▶ _WORK TO BE COMPLETED_
From the rows below, copy each one that contains the word "instance". Matching is case-sensitive.

▶ _INFORMATION GIVEN_
•••••
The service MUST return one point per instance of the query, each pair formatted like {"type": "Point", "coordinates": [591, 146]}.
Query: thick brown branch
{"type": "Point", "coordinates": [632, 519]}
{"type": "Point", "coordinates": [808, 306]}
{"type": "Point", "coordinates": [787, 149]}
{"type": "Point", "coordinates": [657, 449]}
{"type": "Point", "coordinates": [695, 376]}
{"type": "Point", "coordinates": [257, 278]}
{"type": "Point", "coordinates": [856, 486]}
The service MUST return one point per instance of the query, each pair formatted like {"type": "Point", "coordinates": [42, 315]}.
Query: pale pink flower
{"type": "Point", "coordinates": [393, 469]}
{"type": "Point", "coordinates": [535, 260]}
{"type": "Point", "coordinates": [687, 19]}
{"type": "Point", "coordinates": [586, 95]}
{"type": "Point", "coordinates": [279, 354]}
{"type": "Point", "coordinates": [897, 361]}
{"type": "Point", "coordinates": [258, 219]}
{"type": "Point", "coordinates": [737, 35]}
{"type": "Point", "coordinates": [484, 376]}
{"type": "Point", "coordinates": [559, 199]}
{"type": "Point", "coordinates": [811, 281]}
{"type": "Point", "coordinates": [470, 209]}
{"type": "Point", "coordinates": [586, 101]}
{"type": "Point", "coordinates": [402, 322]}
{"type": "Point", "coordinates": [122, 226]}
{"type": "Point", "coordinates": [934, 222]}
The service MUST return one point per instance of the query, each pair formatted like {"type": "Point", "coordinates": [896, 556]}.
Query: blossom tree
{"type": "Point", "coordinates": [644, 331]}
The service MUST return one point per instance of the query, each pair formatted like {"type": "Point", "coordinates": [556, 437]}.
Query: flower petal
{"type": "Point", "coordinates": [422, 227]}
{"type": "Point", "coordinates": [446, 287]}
•••••
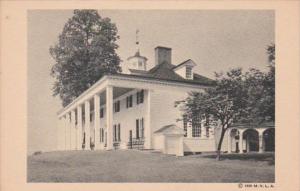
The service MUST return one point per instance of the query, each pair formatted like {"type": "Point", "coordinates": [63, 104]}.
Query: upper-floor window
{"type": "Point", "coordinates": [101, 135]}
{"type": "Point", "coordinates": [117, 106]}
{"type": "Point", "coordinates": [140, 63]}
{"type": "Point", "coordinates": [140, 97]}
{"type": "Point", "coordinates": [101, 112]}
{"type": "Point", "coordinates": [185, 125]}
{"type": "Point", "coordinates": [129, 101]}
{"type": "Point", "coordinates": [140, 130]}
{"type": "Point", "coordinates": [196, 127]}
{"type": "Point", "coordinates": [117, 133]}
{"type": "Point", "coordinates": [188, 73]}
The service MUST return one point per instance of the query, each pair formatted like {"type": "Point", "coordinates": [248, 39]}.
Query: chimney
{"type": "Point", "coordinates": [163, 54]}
•••••
▶ _SOLVED EXERCISE_
The service MUST return one point per instance of the query, each pair formatted like {"type": "Point", "coordinates": [591, 146]}.
The service MUST return one point per instance of the query, each pair formatted like {"type": "Point", "coordinates": [42, 315]}.
The service MUST return one point per instance of the query, each pair formatted like {"type": "Point", "coordinates": [896, 556]}.
The service MUST return one point per instance of the query, each pair formatted like {"type": "Point", "coordinates": [556, 437]}.
The service MUST return one point per instance of the query, each pair formatted like {"type": "Point", "coordinates": [63, 104]}.
The service MUST return one point per instance of the query, each pair formatted like {"type": "Point", "coordinates": [248, 39]}.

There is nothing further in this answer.